== CONSIGNE ==
Filtrez les enregistrements ci-dessous et recopiez chaque ligne qui contient le mot « shirt ». La casse compte.

== DONNÉES À TRAITER ==

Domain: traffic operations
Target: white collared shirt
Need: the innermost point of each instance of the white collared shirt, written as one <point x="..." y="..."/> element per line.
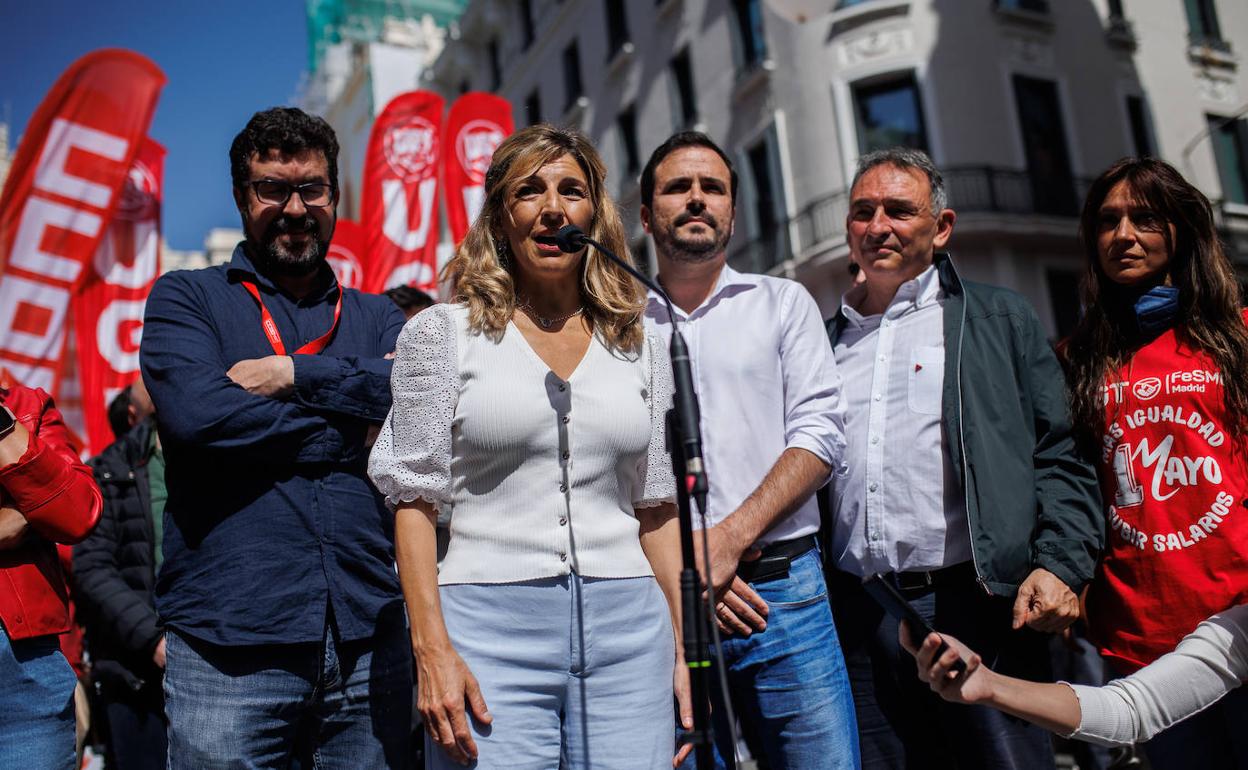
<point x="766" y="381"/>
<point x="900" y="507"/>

---

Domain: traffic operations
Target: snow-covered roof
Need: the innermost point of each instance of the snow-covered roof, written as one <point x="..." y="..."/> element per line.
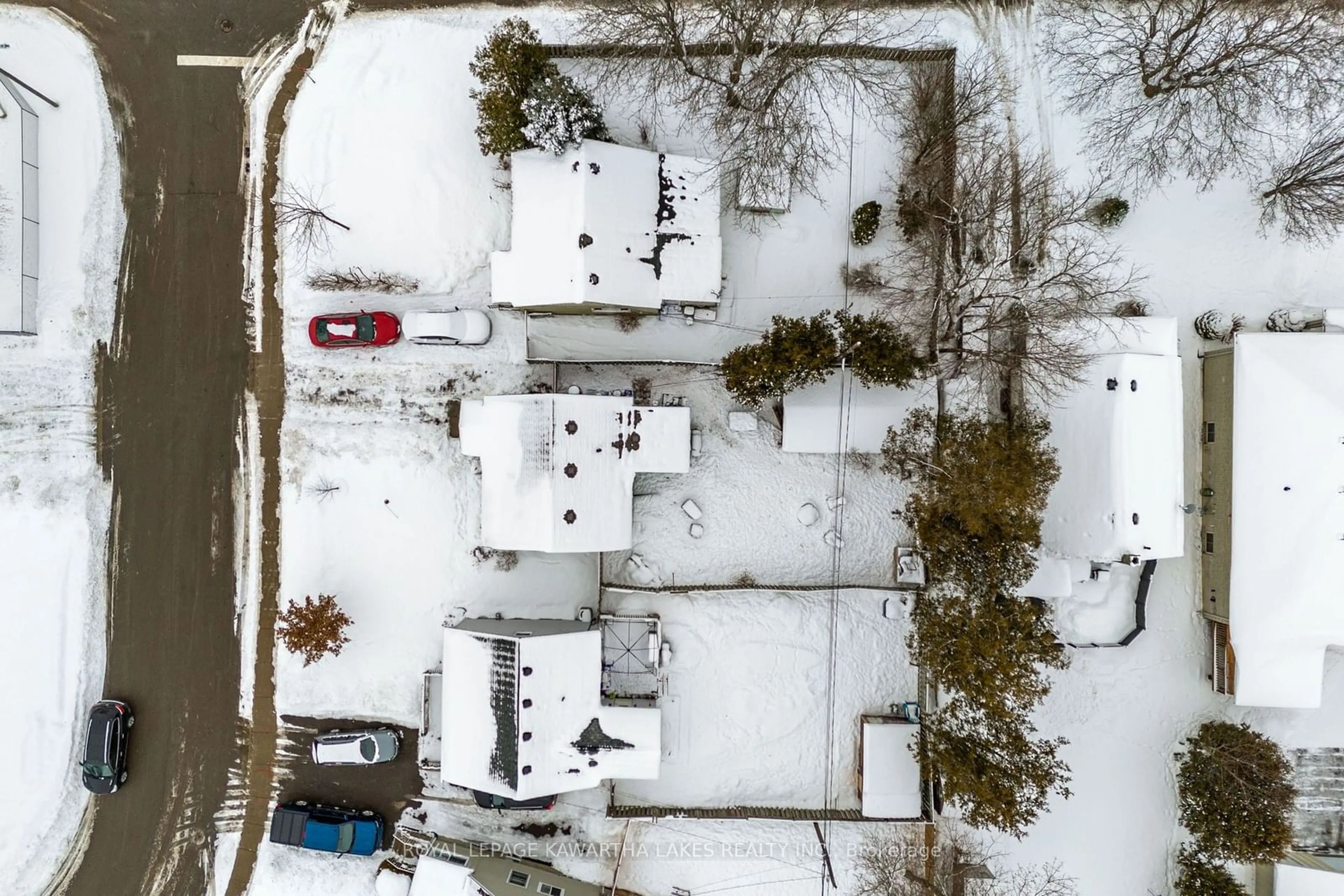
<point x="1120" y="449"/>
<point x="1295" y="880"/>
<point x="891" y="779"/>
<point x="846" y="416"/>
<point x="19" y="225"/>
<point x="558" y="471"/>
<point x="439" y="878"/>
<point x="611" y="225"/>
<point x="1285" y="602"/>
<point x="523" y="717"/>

== SOLUTION ==
Target: white collared shirt
Need: the innermost point of each instance of the white collared shirt, written as one <point x="..." y="..."/> element per line.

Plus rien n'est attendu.